Data extract section start
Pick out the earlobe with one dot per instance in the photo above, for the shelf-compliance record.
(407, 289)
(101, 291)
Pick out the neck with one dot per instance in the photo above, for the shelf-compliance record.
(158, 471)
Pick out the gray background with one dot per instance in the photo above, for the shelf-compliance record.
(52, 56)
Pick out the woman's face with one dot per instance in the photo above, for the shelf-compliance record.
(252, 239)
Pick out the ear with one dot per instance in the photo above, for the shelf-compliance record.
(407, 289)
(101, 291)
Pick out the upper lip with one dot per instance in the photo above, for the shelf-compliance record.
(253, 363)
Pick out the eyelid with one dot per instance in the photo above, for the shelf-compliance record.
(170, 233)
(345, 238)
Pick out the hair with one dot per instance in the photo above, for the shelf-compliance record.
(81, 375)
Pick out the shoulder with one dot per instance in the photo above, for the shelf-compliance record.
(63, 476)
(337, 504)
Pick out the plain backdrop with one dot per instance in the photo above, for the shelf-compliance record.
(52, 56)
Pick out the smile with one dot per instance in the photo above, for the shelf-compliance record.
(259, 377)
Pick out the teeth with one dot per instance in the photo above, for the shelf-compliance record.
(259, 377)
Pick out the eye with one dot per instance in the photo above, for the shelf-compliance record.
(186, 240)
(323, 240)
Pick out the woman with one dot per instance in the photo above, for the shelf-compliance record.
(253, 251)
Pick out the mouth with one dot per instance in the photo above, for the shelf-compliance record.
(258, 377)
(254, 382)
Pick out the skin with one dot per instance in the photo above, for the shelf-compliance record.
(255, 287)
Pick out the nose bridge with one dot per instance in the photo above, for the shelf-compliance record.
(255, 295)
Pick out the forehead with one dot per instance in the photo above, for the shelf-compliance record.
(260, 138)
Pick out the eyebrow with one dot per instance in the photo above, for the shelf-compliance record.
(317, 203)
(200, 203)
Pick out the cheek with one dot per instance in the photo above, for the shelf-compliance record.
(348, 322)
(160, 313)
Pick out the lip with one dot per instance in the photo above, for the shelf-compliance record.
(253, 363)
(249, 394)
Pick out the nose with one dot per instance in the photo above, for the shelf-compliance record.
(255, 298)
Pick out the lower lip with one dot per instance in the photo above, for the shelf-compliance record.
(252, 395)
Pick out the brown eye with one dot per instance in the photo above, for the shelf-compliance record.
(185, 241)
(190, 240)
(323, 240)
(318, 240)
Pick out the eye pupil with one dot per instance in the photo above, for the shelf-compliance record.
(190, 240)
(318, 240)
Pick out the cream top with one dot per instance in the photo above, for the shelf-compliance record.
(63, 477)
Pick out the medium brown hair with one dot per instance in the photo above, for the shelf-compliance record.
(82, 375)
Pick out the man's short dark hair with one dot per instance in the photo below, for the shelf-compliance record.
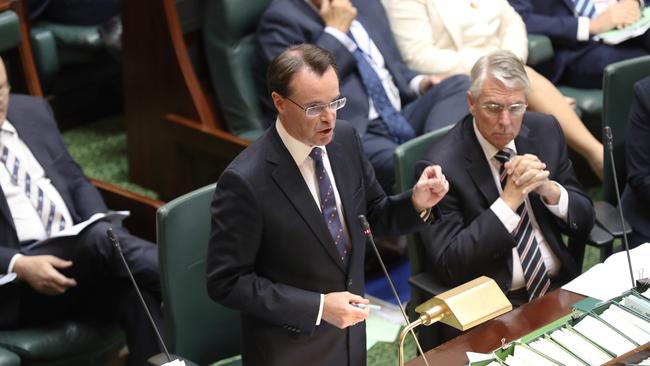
(292, 60)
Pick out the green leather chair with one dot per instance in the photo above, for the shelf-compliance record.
(229, 39)
(197, 328)
(8, 358)
(423, 284)
(589, 102)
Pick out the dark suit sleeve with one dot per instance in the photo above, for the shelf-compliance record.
(557, 27)
(636, 144)
(232, 280)
(580, 216)
(459, 249)
(281, 29)
(85, 197)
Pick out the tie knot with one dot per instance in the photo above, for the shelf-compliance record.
(503, 156)
(316, 154)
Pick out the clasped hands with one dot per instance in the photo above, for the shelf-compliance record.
(525, 174)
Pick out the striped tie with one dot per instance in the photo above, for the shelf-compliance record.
(530, 255)
(52, 219)
(585, 8)
(328, 204)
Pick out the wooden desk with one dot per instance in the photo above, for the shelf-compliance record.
(510, 326)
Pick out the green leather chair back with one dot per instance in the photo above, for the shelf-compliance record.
(230, 48)
(9, 30)
(406, 156)
(618, 93)
(8, 358)
(197, 328)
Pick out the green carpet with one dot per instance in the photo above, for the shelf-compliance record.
(100, 149)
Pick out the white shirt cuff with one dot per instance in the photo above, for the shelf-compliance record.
(508, 217)
(342, 37)
(12, 262)
(320, 309)
(562, 208)
(415, 83)
(583, 29)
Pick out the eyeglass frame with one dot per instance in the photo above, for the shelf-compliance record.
(321, 107)
(496, 109)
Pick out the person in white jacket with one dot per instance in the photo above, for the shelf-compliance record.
(442, 38)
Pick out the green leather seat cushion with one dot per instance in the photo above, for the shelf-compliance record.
(9, 30)
(8, 358)
(61, 340)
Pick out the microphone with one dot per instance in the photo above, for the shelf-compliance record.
(365, 226)
(156, 359)
(607, 131)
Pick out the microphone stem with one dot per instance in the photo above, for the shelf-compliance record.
(392, 287)
(620, 212)
(144, 304)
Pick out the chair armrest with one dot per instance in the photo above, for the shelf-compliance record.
(608, 216)
(540, 49)
(426, 282)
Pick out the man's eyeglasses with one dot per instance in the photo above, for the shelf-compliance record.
(317, 110)
(515, 109)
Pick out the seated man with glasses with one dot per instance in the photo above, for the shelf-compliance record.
(513, 192)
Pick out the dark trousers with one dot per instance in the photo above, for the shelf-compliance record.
(104, 291)
(442, 105)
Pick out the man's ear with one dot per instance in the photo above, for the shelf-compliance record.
(471, 103)
(278, 101)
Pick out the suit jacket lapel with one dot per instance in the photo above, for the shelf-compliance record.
(288, 178)
(477, 166)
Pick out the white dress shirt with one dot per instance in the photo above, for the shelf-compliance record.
(376, 60)
(510, 219)
(26, 219)
(300, 154)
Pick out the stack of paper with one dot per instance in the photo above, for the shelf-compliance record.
(557, 353)
(579, 346)
(603, 335)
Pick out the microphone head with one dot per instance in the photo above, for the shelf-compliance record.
(111, 235)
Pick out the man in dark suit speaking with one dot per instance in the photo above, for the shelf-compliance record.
(70, 277)
(387, 103)
(286, 248)
(513, 190)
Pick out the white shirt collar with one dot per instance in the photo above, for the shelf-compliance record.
(488, 149)
(299, 151)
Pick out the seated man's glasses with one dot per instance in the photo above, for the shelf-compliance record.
(515, 109)
(317, 110)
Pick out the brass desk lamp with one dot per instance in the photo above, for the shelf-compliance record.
(462, 307)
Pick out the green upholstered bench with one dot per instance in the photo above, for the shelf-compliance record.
(66, 343)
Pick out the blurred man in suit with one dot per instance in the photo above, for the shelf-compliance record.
(513, 190)
(286, 248)
(387, 103)
(43, 191)
(571, 24)
(636, 195)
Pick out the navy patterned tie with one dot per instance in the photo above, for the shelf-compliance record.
(585, 8)
(530, 255)
(52, 218)
(398, 127)
(328, 204)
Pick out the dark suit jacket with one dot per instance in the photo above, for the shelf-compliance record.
(270, 253)
(470, 241)
(290, 22)
(557, 20)
(636, 196)
(36, 126)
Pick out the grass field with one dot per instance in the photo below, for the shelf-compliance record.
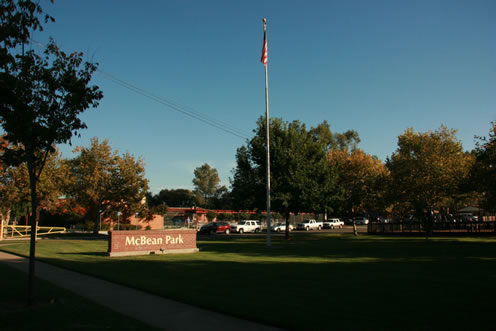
Data extract section end
▶ Exercise objective
Give an exact copy of the data, and omit any pictures it holds.

▶ Solution
Pick out the earlobe with one dot per instance in the photo above, for the shelf-compliance record.
(407, 289)
(101, 291)
Pick out the neck with one dot per instance in the photo above, for the shelf-compliance record.
(158, 471)
Pick out the gray background with one dot per instance in the photo above, for the shelf-compliance record.
(52, 56)
Pick out the woman's face with one dot per instance in the photo above, for the shelf-compliance record.
(252, 239)
Pick out the ear with one dot per instance in the photo above, for the shelf-compliance record.
(407, 289)
(101, 291)
Pick out the upper lip with one dot per instance in the photo above, for the shelf-compliance record.
(253, 363)
Pick out the eyelid with one dot per instance in the photo above, for the shelf-compliance record.
(170, 233)
(345, 238)
Pick out the hair with one dot per instance in the photo above, for the shelf-compliance record.
(81, 375)
Pick out the shoulder with one dot per instance in the photo above, for the shelf-compliance record.
(63, 476)
(337, 504)
Pick out the plain backdrop with one dot per instance in the photo above, for the shelf-compliance record.
(52, 56)
Pick out the smile with one dot per instance in the photo above, for the shelf-compliance record.
(259, 377)
Pick out the teeth with one dot per instance in the photo above, for the shelf-compliance record.
(259, 377)
Pick out the eye with one dot per instance in the photo above, for the shelf-compliance record.
(186, 240)
(323, 240)
Pick out the woman with one dot per instance in the photo above, for the shelf-compliance record.
(253, 251)
Pick out the mouth with one dot per instance in the photo above, for the shelf-compliance record.
(258, 377)
(254, 382)
Pick out the skin with one dot per instance in the photo above, for the shelf-compliance record.
(255, 287)
Pick out the nose bridge with one dot per instance in the photo above, for the shelf-compliance record.
(255, 295)
Pick out the forehead with one dot per instance in the photo above, for the shelf-compliance record.
(260, 138)
Pick out the eyebrow with one dot per instance in the photo above, for the shelf-compliance record.
(317, 203)
(200, 203)
Pick out the cheek with one dot per instance in the photo above, for the shelf-compliance record.
(348, 322)
(160, 313)
Pick out the lip with one dot per instance in the photo above, for the shelf-compliance record.
(253, 363)
(249, 394)
Pick out the nose with one dot per instance in the photo above, for the shelf-compliance record.
(255, 298)
Pick out the lower lip with one dot per instance in the photo above, for the shelf-compliance record.
(252, 395)
Pick out the brown eye with one dot per instance in the photo above, for the shelf-compliance record.
(185, 241)
(190, 240)
(323, 240)
(318, 240)
Pick out the eye pupil with one dot per instance in the photo above, for the shelf-compliance record.
(190, 240)
(318, 240)
Pick out the cream top with one dot per instance in the photo above, for the shelf-compliance record.
(63, 477)
Pick out the medium brown hair with one dot per instance in the photo above, for the shelf-compliance record.
(82, 375)
Pick out the man's short dark hair with one dot per instance in the photo below, for the shelf-compliance record.
(292, 60)
Pick out the green leather chair with one dot per instance in the photo above, for the shelf-compliance record.
(229, 39)
(197, 328)
(8, 358)
(423, 284)
(589, 102)
Pick out the dark suit sleeve with one dot per instance in the photo above, for the shelf-compliance record.
(557, 27)
(636, 144)
(232, 280)
(580, 216)
(459, 249)
(281, 29)
(85, 197)
Pick out the tie knot with one dot per instance in the photo above, for the shelf-compliance record.
(503, 156)
(316, 154)
Pick out the clasped hands with one dot per instance in the photo above, for the shelf-compliance record.
(525, 174)
Pick out the striped tie with one dot per instance in the photo above, for the shelf-compliance record.
(530, 255)
(52, 219)
(585, 8)
(328, 204)
Pick out the wooden desk with one dot per instance in the photo above, for the shelf-compliance record.
(510, 326)
Pick out the green leather chair back with one dot per instance in the photo above, for the shelf-compliance record.
(230, 48)
(9, 30)
(406, 156)
(618, 93)
(8, 358)
(197, 328)
Pick out the green carpet with one dot per instance in the photo above, for the shelf-compliance record.
(100, 149)
Pick out the white shirt cuff with one dot per instance in the photo above, for the shelf-compliance record.
(508, 217)
(342, 37)
(12, 262)
(320, 309)
(562, 208)
(415, 83)
(583, 29)
Pick out the eyeglass frame with one dot per instance in the photo above, for the shelf-compliance record.
(321, 107)
(496, 109)
Pick out the person in white jacket with one dot per instance in the photo above, for the shelf-compliance record.
(442, 38)
Pick out the green leather seat cushion with one dot per instance in the photo above, for the shelf-compliance record.
(9, 30)
(8, 358)
(61, 340)
Pick out the microphone with one dot per instance in the photo above, for the shelf-compliance record.
(365, 226)
(156, 359)
(607, 131)
Pick out the microphone stem with one dot per instance in the photo above, for the shelf-compliance record.
(392, 287)
(620, 212)
(144, 304)
Pick out the chair armrest with one dot per instance in the photo above, for the shelf-compliance record.
(608, 216)
(540, 49)
(426, 282)
Pick out the man's eyeglasses with one dot per instance in the photo above, for the shelf-compliance record.
(317, 110)
(515, 109)
Pick out the seated man with glasses with one dot per instance in the photo above, for the shelf-compliance record.
(513, 192)
Pick out the dark trousers with one dot per instance in the photo above, for the shelf-compliance record.
(104, 291)
(442, 105)
Pick out the man's ear with one dot per instance in the photo above, for the shelf-compliance record.
(471, 103)
(278, 101)
Pick out the suit jacket lapel with one dot per instance in the photo above, for the shelf-compliance record.
(288, 178)
(477, 166)
Pick out the white dress shirt with one dot per instance in the photo above, for the shelf-compliance record.
(376, 60)
(510, 219)
(26, 219)
(300, 154)
Pick out the stack of paper with one dot per instance in the photo above, for the shelf-compliance record.
(557, 353)
(579, 346)
(603, 335)
Pick out the microphone head with one dot per instance in the photo above, for the shelf-compliance record.
(111, 235)
Pick out the man in dark suit speaking with one dot per instance in the photo above, for the shelf-compliance record.
(70, 277)
(387, 103)
(286, 248)
(513, 190)
Pick out the white shirt collar with one dot per instance in the photo above, for the shelf-compliance record.
(488, 149)
(299, 151)
Pick out the seated man's glasses with one dot per instance in the photo above, for the shelf-compliance record.
(515, 109)
(317, 110)
Pick out the brass desk lamp with one dot per instance in the photo above, for the shelf-compliance record.
(462, 307)
Pick out the green upholstered bench with one dot per instance in the photo above, for the shelf-compliance record.
(66, 343)
Pick out the blurred man in suit with one dot per instance in the photo above, for the shelf-compliance record.
(513, 190)
(286, 248)
(387, 103)
(43, 191)
(571, 24)
(636, 195)
Pick out the navy patterned tie with one dot per instance in the photo above, for the shelf-compliance record.
(585, 8)
(530, 255)
(52, 218)
(398, 127)
(328, 204)
Pick out the dark suit jacket with one dot per instance in the photo above, for the shelf-compliance record.
(270, 253)
(470, 241)
(290, 22)
(557, 20)
(636, 196)
(36, 126)
Pick out the grass field with one dot per instance in the photo below, for the shelf-compliance record.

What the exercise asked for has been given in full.